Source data
-.-.-
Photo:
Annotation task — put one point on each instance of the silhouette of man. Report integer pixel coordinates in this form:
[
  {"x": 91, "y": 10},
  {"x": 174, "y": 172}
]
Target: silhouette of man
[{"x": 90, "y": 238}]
-.-.-
» **WHAT IS EXPECTED**
Rewrite the data, changing every occurrence of "silhouette of man" to "outline of a man" and keeping all other text unchanged.

» **EXPECTED ANSWER**
Photo:
Annotation task — put one point on each instance of the outline of a man. Report integer pixel coordinates in this form:
[
  {"x": 91, "y": 10},
  {"x": 174, "y": 172}
]
Target: outline of a man
[{"x": 90, "y": 238}]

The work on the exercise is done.